:: DATASET RECORDS ::

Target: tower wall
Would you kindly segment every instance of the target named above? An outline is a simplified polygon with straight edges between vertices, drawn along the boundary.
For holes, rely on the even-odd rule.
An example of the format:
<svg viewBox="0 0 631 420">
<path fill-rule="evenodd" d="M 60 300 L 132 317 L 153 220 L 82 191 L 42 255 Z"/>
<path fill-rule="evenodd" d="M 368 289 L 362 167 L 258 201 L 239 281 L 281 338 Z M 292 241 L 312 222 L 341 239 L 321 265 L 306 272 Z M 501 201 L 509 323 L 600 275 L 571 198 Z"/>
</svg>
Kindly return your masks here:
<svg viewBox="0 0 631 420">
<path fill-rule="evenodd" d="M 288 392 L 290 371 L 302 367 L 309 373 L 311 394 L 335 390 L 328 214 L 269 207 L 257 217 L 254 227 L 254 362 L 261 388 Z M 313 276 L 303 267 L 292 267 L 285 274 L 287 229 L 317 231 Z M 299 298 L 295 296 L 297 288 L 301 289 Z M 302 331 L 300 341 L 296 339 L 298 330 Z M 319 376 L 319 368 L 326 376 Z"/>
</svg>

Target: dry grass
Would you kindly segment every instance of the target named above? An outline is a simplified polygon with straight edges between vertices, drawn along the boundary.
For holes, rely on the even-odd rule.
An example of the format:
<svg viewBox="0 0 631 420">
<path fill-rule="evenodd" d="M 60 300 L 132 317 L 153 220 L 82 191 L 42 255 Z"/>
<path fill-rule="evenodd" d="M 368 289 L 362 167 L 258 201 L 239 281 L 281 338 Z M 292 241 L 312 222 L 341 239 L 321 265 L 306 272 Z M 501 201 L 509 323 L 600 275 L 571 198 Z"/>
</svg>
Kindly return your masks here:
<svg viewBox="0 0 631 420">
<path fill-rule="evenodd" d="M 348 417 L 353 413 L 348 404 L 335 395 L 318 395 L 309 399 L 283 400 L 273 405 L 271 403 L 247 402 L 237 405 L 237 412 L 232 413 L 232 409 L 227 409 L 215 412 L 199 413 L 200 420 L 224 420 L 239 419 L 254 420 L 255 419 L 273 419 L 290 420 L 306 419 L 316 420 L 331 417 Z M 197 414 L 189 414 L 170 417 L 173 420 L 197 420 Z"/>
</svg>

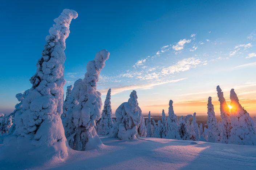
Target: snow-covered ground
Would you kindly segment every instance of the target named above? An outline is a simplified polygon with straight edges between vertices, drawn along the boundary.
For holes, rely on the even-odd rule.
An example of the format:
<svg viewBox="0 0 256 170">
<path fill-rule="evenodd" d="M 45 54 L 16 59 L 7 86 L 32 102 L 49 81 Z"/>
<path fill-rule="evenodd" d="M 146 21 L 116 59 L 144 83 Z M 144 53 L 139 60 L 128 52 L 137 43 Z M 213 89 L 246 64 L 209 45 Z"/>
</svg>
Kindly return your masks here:
<svg viewBox="0 0 256 170">
<path fill-rule="evenodd" d="M 85 151 L 70 149 L 64 163 L 33 166 L 36 163 L 24 163 L 23 155 L 16 156 L 20 161 L 0 160 L 0 169 L 256 169 L 255 146 L 100 137 L 103 144 L 99 148 Z"/>
</svg>

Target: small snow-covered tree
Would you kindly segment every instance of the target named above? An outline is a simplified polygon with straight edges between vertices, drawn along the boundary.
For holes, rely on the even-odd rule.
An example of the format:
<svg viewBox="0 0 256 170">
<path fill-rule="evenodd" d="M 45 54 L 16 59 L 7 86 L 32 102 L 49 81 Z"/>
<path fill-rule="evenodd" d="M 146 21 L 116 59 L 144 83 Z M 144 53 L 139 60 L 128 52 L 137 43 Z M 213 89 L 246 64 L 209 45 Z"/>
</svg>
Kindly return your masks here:
<svg viewBox="0 0 256 170">
<path fill-rule="evenodd" d="M 179 132 L 182 140 L 190 140 L 191 136 L 190 123 L 189 120 L 192 118 L 193 116 L 191 115 L 187 115 L 185 118 L 182 116 L 179 120 Z"/>
<path fill-rule="evenodd" d="M 198 124 L 196 123 L 196 113 L 194 113 L 193 116 L 193 120 L 191 123 L 191 129 L 192 132 L 191 137 L 190 139 L 193 140 L 198 141 L 199 139 L 199 130 L 198 129 Z"/>
<path fill-rule="evenodd" d="M 160 138 L 161 136 L 160 136 L 160 133 L 159 132 L 158 126 L 157 125 L 154 119 L 152 119 L 152 122 L 153 122 L 153 125 L 154 126 L 154 133 L 153 137 L 157 138 Z"/>
<path fill-rule="evenodd" d="M 150 118 L 150 111 L 149 112 L 149 118 L 147 120 L 147 137 L 151 137 L 151 118 Z"/>
<path fill-rule="evenodd" d="M 109 52 L 106 50 L 97 52 L 94 60 L 87 64 L 84 78 L 74 85 L 72 90 L 71 97 L 76 97 L 75 100 L 78 101 L 78 104 L 68 111 L 65 129 L 69 146 L 75 150 L 92 149 L 102 144 L 95 128 L 102 105 L 101 94 L 97 91 L 97 83 L 109 56 Z"/>
<path fill-rule="evenodd" d="M 112 120 L 112 109 L 111 109 L 111 89 L 107 91 L 104 107 L 101 114 L 101 119 L 97 126 L 97 133 L 99 135 L 106 135 L 110 132 L 113 126 Z"/>
<path fill-rule="evenodd" d="M 212 98 L 209 97 L 207 104 L 208 111 L 207 124 L 208 125 L 208 138 L 209 142 L 219 142 L 220 140 L 219 132 L 218 130 L 217 119 L 215 116 L 214 105 L 212 104 Z"/>
<path fill-rule="evenodd" d="M 233 89 L 230 91 L 231 126 L 229 143 L 256 145 L 256 128 L 249 113 L 242 107 Z"/>
<path fill-rule="evenodd" d="M 12 115 L 0 113 L 0 136 L 8 135 L 12 125 Z"/>
<path fill-rule="evenodd" d="M 168 126 L 168 133 L 167 136 L 168 139 L 180 139 L 179 133 L 179 122 L 177 115 L 174 114 L 172 103 L 173 102 L 170 100 L 169 102 L 169 116 L 167 119 Z"/>
<path fill-rule="evenodd" d="M 165 116 L 165 113 L 164 113 L 164 110 L 163 109 L 162 111 L 162 121 L 159 125 L 158 124 L 159 127 L 159 132 L 160 133 L 161 138 L 165 138 L 166 137 L 166 135 L 168 132 L 168 127 L 167 126 L 167 121 L 166 121 L 166 117 Z"/>
<path fill-rule="evenodd" d="M 220 142 L 228 143 L 230 136 L 231 126 L 230 124 L 230 116 L 229 108 L 226 103 L 223 92 L 219 86 L 217 86 L 217 91 L 219 101 L 220 102 L 221 123 L 219 126 L 219 131 L 220 135 Z"/>
<path fill-rule="evenodd" d="M 70 97 L 71 95 L 71 91 L 73 89 L 73 86 L 72 86 L 72 85 L 67 87 L 67 91 L 66 92 L 66 98 L 65 98 L 65 100 L 64 101 L 64 103 L 63 103 L 63 113 L 62 114 L 61 116 L 62 119 L 66 117 L 66 114 L 67 111 L 68 111 L 69 103 L 72 102 Z"/>
<path fill-rule="evenodd" d="M 15 140 L 5 138 L 4 144 L 27 140 L 27 145 L 23 145 L 23 149 L 31 149 L 36 146 L 36 148 L 42 148 L 40 150 L 44 153 L 49 153 L 45 157 L 47 159 L 62 159 L 68 156 L 66 140 L 60 118 L 65 83 L 64 51 L 70 22 L 77 16 L 74 10 L 65 9 L 54 20 L 55 24 L 49 30 L 50 34 L 45 38 L 42 56 L 37 64 L 36 72 L 30 80 L 32 87 L 23 94 L 16 95 L 20 102 L 16 105 L 13 112 L 15 136 L 12 137 L 18 137 Z M 12 142 L 9 143 L 8 140 L 11 140 Z M 13 145 L 11 147 L 17 147 Z M 44 154 L 38 152 L 36 154 Z"/>
<path fill-rule="evenodd" d="M 146 133 L 135 90 L 131 93 L 130 97 L 128 102 L 122 103 L 115 111 L 117 119 L 111 130 L 111 136 L 121 140 L 137 139 Z"/>
</svg>

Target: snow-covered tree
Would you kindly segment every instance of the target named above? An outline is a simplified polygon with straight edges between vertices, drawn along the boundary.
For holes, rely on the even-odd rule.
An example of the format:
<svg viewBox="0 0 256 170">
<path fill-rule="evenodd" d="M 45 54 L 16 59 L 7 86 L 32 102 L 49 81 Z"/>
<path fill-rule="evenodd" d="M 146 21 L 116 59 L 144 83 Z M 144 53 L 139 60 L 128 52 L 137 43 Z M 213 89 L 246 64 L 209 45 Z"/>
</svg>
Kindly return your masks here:
<svg viewBox="0 0 256 170">
<path fill-rule="evenodd" d="M 97 133 L 99 135 L 106 135 L 109 133 L 110 130 L 113 126 L 112 120 L 112 109 L 110 102 L 111 89 L 107 91 L 104 107 L 101 114 L 101 119 L 97 125 Z"/>
<path fill-rule="evenodd" d="M 151 118 L 150 118 L 150 111 L 149 112 L 149 118 L 147 120 L 147 137 L 151 137 Z"/>
<path fill-rule="evenodd" d="M 233 89 L 230 91 L 231 126 L 229 143 L 256 145 L 256 129 L 249 113 L 242 107 Z"/>
<path fill-rule="evenodd" d="M 115 111 L 117 119 L 111 130 L 111 136 L 121 140 L 137 139 L 146 134 L 144 118 L 135 90 L 132 92 L 128 102 L 122 103 Z"/>
<path fill-rule="evenodd" d="M 208 138 L 209 142 L 219 142 L 220 140 L 220 133 L 218 130 L 217 119 L 215 115 L 214 105 L 212 104 L 212 98 L 209 97 L 207 104 L 208 111 L 207 124 L 208 125 Z"/>
<path fill-rule="evenodd" d="M 223 92 L 219 86 L 217 86 L 217 91 L 219 101 L 220 102 L 221 123 L 219 126 L 219 131 L 220 135 L 220 142 L 228 143 L 230 136 L 231 127 L 230 124 L 230 116 L 229 108 L 226 103 Z"/>
<path fill-rule="evenodd" d="M 156 123 L 154 119 L 152 119 L 152 122 L 153 122 L 153 125 L 154 126 L 154 132 L 153 137 L 154 137 L 160 138 L 161 136 L 160 136 L 160 133 L 159 132 L 159 128 L 158 128 L 158 126 L 157 125 L 157 124 Z"/>
<path fill-rule="evenodd" d="M 165 116 L 164 110 L 163 109 L 162 111 L 162 121 L 160 124 L 158 124 L 159 127 L 159 132 L 161 138 L 166 138 L 168 132 L 168 128 L 167 126 L 166 117 Z"/>
<path fill-rule="evenodd" d="M 168 125 L 168 133 L 167 137 L 168 139 L 180 139 L 179 133 L 179 122 L 177 115 L 174 114 L 172 103 L 173 102 L 170 100 L 169 102 L 169 116 L 167 119 Z"/>
<path fill-rule="evenodd" d="M 190 140 L 191 136 L 190 123 L 189 120 L 192 118 L 193 116 L 191 115 L 188 115 L 184 118 L 183 116 L 180 118 L 179 120 L 179 132 L 180 139 L 182 140 Z"/>
<path fill-rule="evenodd" d="M 193 140 L 198 141 L 199 139 L 199 129 L 198 129 L 198 124 L 196 123 L 196 113 L 194 113 L 193 116 L 193 120 L 191 123 L 192 135 L 190 139 Z"/>
<path fill-rule="evenodd" d="M 73 89 L 72 85 L 67 87 L 67 91 L 66 92 L 66 98 L 63 103 L 63 113 L 61 115 L 61 118 L 63 119 L 66 117 L 66 114 L 68 109 L 69 103 L 72 102 L 70 98 L 71 91 Z"/>
<path fill-rule="evenodd" d="M 0 136 L 8 135 L 12 125 L 12 115 L 0 113 Z"/>
<path fill-rule="evenodd" d="M 202 123 L 201 123 L 199 126 L 199 135 L 200 137 L 201 136 L 203 136 L 203 133 L 204 130 L 203 129 L 203 124 L 202 124 Z"/>
<path fill-rule="evenodd" d="M 77 16 L 74 10 L 65 9 L 54 20 L 55 24 L 49 30 L 42 56 L 37 64 L 36 72 L 30 79 L 32 87 L 23 94 L 16 95 L 20 103 L 16 105 L 14 111 L 15 136 L 5 138 L 4 144 L 11 145 L 9 144 L 14 143 L 15 140 L 19 143 L 29 140 L 22 146 L 23 149 L 36 146 L 42 148 L 40 150 L 44 153 L 49 153 L 45 158 L 61 159 L 68 156 L 66 140 L 60 118 L 65 83 L 64 51 L 70 22 Z M 19 137 L 14 140 L 14 136 Z M 11 142 L 9 141 L 10 139 Z M 11 147 L 18 147 L 13 145 Z M 38 152 L 36 154 L 44 154 Z"/>
<path fill-rule="evenodd" d="M 87 64 L 84 78 L 74 85 L 71 92 L 72 98 L 76 97 L 74 100 L 78 101 L 78 104 L 68 110 L 65 130 L 69 146 L 75 150 L 89 150 L 102 144 L 95 128 L 102 105 L 97 83 L 109 56 L 106 50 L 97 52 L 94 60 Z"/>
</svg>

:: DESCRIPTION OF THE TASK ::
Edit the listing from the line with "Target: small snow-covered tree" up to and including the line with "168 126 L 168": change "simplified" to "approximate" and leave everything else as it is. Return only those lines.

:: TASK RESPONSE ::
Target: small snow-covered tree
Would you kindly segment every instance of the target named above? An outline is a approximate polygon with straight edges between vertices, drawn along the boundary.
For holes, rely on the even-odd rule.
An example of the format:
<svg viewBox="0 0 256 170">
<path fill-rule="evenodd" d="M 45 54 L 16 59 L 7 86 L 32 102 L 49 81 Z"/>
<path fill-rule="evenodd" d="M 146 21 L 116 59 L 144 83 Z M 144 53 L 139 60 L 128 52 L 137 43 Z M 213 89 L 246 64 L 209 45 Z"/>
</svg>
Kindly return your masks here:
<svg viewBox="0 0 256 170">
<path fill-rule="evenodd" d="M 179 132 L 182 140 L 190 140 L 191 136 L 190 123 L 189 120 L 192 118 L 193 116 L 191 115 L 187 115 L 185 118 L 182 116 L 179 120 Z"/>
<path fill-rule="evenodd" d="M 198 124 L 196 123 L 196 113 L 194 113 L 193 116 L 193 120 L 191 123 L 191 129 L 192 132 L 191 137 L 190 139 L 193 140 L 198 141 L 199 139 L 199 130 L 198 129 Z"/>
<path fill-rule="evenodd" d="M 160 138 L 161 136 L 160 136 L 160 133 L 159 132 L 158 126 L 157 125 L 154 119 L 152 119 L 152 122 L 153 122 L 153 125 L 154 126 L 154 133 L 153 137 L 157 138 Z"/>
<path fill-rule="evenodd" d="M 150 118 L 150 111 L 149 112 L 149 118 L 147 120 L 147 137 L 151 137 L 151 118 Z"/>
<path fill-rule="evenodd" d="M 109 52 L 106 50 L 97 52 L 94 60 L 87 64 L 84 78 L 74 85 L 72 90 L 71 97 L 76 97 L 75 100 L 78 101 L 78 104 L 68 111 L 65 129 L 69 146 L 75 150 L 92 149 L 102 144 L 95 128 L 102 105 L 101 94 L 97 91 L 97 83 L 109 56 Z"/>
<path fill-rule="evenodd" d="M 112 120 L 112 109 L 111 109 L 111 89 L 107 91 L 104 107 L 101 114 L 101 119 L 97 126 L 97 133 L 99 135 L 106 135 L 110 132 L 113 126 Z"/>
<path fill-rule="evenodd" d="M 212 98 L 209 97 L 207 104 L 208 111 L 207 124 L 208 125 L 208 138 L 209 142 L 219 142 L 220 140 L 219 132 L 218 130 L 217 119 L 215 116 L 214 105 L 212 104 Z"/>
<path fill-rule="evenodd" d="M 233 89 L 230 91 L 231 126 L 229 143 L 256 145 L 256 128 L 249 113 L 242 107 Z"/>
<path fill-rule="evenodd" d="M 12 115 L 0 113 L 0 136 L 8 135 L 12 125 Z"/>
<path fill-rule="evenodd" d="M 168 126 L 168 133 L 167 136 L 168 139 L 180 139 L 179 133 L 179 122 L 177 115 L 174 114 L 172 103 L 173 102 L 170 100 L 169 102 L 169 116 L 167 119 Z"/>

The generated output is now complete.